__Assigned task__:
Could you copy each line of the listing below that has the word "visibility"?

__Task inputs__:
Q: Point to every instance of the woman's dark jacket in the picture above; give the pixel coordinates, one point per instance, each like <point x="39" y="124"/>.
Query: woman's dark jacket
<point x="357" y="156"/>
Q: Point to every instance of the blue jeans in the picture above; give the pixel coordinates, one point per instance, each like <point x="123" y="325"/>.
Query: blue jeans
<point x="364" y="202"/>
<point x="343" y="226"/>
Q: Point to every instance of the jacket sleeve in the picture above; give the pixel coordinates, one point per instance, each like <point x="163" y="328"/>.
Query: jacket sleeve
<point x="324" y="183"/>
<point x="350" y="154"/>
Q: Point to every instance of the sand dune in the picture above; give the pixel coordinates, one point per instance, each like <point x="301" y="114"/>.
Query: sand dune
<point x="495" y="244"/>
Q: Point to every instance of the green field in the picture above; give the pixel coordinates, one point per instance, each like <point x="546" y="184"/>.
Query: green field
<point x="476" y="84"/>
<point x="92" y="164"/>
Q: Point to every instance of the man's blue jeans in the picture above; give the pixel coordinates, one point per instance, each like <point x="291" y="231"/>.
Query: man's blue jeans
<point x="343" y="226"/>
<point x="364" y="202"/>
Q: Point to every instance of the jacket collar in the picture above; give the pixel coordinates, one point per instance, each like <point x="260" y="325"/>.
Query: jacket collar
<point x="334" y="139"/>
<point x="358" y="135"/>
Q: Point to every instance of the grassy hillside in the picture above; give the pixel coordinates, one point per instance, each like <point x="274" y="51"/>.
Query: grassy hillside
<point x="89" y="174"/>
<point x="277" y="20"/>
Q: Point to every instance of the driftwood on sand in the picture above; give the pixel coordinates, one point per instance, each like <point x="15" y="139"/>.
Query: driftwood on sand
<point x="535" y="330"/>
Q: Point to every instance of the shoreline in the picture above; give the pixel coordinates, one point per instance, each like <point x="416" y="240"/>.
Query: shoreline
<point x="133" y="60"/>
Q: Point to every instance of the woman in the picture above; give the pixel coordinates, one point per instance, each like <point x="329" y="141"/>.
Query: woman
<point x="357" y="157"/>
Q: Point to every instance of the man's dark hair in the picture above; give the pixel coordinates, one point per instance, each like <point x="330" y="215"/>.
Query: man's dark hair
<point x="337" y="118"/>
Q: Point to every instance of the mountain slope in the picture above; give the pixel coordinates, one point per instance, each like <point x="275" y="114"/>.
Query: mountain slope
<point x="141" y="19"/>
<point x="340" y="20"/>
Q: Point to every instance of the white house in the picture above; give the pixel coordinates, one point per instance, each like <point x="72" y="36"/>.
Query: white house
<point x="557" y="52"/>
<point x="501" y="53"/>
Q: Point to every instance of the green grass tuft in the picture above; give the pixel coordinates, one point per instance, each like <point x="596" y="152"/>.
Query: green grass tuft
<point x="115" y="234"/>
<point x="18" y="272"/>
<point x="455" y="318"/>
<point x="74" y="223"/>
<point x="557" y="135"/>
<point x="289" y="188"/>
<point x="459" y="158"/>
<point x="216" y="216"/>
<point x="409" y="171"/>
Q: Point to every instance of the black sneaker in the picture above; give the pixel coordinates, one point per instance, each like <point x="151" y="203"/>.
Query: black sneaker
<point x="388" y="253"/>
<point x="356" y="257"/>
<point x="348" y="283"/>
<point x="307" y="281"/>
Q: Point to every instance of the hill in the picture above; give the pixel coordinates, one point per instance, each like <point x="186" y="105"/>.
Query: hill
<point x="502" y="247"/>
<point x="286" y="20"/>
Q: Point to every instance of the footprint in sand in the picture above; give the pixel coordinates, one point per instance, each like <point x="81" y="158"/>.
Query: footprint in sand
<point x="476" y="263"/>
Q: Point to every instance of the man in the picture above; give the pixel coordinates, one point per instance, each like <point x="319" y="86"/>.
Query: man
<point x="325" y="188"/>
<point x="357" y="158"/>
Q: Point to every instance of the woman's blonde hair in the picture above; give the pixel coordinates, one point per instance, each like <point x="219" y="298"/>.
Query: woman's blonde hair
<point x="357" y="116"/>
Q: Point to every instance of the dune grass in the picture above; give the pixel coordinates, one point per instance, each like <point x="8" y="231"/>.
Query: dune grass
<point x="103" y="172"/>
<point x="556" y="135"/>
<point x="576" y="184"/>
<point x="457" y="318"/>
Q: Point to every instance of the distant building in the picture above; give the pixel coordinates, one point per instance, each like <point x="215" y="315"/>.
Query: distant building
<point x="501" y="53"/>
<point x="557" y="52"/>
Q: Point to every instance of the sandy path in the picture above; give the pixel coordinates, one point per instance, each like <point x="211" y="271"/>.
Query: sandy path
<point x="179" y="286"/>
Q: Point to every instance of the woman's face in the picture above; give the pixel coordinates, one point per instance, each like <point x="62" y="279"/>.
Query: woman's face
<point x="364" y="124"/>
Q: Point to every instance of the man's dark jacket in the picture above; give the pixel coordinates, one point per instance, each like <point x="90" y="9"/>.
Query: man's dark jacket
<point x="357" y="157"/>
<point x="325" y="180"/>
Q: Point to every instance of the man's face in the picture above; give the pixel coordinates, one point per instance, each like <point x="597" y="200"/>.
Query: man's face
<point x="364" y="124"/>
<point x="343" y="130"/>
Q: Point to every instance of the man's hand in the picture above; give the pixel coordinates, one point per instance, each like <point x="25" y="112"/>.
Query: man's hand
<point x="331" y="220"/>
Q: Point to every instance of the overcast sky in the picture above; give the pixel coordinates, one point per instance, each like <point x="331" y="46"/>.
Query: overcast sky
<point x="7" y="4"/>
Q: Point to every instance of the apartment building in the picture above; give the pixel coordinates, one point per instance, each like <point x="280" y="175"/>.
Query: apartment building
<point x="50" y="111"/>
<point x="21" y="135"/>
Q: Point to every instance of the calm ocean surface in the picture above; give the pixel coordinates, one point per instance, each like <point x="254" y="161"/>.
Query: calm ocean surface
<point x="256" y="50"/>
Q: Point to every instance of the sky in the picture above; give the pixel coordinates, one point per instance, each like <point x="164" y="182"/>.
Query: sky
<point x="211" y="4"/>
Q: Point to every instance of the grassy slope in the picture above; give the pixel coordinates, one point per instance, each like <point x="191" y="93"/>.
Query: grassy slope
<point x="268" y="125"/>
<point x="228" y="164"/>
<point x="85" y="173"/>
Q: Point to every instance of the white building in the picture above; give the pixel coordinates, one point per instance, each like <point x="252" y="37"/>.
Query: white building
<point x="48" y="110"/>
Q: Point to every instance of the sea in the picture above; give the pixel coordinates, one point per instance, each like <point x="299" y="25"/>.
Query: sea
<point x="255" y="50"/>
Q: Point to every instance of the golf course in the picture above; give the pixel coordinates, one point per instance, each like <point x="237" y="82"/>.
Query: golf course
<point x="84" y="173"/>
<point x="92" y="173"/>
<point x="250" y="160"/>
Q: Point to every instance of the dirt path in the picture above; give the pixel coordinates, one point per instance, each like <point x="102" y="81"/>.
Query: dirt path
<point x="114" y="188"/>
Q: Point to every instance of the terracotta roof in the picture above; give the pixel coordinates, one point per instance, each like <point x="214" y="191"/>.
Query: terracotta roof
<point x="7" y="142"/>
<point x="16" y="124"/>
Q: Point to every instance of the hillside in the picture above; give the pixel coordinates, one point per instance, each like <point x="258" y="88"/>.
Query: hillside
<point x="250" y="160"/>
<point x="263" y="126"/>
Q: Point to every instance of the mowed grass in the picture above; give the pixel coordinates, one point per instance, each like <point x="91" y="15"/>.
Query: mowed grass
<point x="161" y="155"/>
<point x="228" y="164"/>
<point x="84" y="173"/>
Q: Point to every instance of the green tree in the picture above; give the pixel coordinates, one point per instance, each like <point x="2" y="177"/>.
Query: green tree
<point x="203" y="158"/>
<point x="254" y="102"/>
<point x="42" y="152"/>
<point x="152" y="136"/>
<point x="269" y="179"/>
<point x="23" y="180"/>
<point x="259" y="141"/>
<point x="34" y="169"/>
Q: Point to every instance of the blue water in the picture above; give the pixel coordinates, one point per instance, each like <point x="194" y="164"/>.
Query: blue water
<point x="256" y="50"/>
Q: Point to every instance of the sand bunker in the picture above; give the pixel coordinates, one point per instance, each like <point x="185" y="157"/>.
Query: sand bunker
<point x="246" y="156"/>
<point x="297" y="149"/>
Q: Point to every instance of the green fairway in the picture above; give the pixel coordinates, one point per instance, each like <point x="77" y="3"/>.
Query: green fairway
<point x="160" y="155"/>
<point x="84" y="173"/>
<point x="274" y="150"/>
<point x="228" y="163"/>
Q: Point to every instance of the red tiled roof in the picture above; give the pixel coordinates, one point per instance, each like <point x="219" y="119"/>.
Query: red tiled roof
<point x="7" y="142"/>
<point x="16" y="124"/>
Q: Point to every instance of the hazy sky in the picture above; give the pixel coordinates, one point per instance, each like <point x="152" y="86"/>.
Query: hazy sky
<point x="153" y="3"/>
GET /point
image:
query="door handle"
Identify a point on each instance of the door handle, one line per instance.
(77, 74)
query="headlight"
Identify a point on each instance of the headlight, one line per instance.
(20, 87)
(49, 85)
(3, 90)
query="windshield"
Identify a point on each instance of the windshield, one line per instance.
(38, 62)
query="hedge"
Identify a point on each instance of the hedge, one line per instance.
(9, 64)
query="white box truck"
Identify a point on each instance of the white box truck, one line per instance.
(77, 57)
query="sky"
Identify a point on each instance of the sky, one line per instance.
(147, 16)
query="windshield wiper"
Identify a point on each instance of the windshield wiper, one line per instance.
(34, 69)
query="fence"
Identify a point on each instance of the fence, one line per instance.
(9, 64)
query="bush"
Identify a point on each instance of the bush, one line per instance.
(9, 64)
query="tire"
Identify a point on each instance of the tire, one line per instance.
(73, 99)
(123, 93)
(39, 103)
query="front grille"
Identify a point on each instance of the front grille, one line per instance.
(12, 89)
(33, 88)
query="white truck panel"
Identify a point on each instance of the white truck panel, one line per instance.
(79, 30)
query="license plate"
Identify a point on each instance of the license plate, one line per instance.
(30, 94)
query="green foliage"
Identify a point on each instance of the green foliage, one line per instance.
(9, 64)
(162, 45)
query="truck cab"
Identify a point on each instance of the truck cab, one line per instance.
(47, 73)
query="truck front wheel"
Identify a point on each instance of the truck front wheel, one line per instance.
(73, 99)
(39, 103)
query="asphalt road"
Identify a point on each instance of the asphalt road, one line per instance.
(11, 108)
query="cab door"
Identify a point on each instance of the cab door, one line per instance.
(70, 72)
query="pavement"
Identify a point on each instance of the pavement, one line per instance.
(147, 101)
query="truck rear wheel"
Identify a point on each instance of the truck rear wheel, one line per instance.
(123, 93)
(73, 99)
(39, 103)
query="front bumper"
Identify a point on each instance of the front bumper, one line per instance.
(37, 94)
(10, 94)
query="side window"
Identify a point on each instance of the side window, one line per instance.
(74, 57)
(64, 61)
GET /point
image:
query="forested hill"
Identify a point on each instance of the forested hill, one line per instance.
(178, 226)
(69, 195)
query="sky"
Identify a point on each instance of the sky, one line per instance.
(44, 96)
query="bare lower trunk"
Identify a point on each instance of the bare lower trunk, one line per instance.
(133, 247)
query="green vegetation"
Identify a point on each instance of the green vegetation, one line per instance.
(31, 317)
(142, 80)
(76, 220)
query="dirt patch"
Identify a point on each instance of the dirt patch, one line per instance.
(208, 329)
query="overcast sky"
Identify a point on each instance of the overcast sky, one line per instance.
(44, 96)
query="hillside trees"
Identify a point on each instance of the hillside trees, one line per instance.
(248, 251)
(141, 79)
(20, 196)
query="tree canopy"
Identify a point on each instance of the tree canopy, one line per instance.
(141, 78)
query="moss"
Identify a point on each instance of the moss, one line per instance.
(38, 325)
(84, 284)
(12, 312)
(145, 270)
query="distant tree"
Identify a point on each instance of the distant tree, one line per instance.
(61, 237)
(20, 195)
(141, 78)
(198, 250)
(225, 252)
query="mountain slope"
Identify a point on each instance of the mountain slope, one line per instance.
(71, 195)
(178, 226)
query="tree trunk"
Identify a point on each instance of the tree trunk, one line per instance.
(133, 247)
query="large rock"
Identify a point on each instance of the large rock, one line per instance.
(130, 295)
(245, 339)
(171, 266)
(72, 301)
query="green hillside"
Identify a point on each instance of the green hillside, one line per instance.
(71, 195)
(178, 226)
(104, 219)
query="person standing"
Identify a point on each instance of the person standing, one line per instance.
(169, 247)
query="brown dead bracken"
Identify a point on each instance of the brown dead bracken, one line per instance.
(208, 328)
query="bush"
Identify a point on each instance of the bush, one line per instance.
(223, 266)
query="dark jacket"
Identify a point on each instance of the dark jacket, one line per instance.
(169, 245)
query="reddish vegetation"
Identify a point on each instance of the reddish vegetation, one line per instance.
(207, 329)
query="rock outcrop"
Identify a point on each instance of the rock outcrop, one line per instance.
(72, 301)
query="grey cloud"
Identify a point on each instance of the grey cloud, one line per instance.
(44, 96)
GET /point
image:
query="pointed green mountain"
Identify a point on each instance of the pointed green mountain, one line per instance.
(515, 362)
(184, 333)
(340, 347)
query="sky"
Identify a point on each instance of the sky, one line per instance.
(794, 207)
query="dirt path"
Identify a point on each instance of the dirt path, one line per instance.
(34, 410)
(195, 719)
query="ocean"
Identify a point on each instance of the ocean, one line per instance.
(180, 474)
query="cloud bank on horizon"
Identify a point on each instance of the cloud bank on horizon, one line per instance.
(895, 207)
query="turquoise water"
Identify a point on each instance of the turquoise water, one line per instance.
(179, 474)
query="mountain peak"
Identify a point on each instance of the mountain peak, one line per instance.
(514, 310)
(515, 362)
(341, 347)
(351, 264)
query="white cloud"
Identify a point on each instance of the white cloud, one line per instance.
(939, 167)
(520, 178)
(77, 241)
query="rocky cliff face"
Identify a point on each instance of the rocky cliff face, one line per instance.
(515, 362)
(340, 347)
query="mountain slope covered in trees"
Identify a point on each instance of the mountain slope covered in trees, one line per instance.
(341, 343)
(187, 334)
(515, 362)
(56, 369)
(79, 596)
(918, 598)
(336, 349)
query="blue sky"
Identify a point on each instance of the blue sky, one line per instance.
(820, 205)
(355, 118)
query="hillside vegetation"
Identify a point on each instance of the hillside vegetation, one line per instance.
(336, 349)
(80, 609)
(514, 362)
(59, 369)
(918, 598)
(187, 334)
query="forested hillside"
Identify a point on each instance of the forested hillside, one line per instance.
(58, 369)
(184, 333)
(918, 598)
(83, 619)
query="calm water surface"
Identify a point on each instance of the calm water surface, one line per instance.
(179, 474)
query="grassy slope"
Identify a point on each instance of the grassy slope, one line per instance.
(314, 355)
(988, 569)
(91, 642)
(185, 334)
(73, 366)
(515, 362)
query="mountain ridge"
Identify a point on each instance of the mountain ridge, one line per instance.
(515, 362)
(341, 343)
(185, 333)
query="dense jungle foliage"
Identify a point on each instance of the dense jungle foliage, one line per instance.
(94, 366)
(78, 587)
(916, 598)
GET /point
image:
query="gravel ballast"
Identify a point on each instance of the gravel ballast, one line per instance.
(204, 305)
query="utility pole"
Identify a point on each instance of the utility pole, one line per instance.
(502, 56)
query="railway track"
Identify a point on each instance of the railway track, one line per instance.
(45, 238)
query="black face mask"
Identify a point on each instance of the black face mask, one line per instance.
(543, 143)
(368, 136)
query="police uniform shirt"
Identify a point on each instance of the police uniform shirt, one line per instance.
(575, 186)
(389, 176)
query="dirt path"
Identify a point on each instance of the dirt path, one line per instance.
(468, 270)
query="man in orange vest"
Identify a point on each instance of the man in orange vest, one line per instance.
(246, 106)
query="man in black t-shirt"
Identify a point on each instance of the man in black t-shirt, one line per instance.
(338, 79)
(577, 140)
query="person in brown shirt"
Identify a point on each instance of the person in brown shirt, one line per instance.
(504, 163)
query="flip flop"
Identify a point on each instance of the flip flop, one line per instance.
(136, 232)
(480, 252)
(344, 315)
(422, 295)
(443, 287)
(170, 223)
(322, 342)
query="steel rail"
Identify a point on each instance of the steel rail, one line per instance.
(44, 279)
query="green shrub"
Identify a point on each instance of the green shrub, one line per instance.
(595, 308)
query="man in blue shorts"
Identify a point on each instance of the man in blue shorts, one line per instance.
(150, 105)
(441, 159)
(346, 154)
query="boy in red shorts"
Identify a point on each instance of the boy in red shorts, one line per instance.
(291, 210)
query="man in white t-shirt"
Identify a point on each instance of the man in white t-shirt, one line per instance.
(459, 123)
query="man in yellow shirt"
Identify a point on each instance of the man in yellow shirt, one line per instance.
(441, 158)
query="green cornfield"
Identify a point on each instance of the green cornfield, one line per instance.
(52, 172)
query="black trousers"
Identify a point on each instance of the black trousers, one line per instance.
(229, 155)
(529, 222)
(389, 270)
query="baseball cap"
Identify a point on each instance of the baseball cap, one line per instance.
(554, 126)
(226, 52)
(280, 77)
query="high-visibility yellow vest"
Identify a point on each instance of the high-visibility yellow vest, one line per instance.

__Your response__:
query="high-visibility yellow vest"
Identify a point on each instance of the high-visibility yellow vest, one line per instance.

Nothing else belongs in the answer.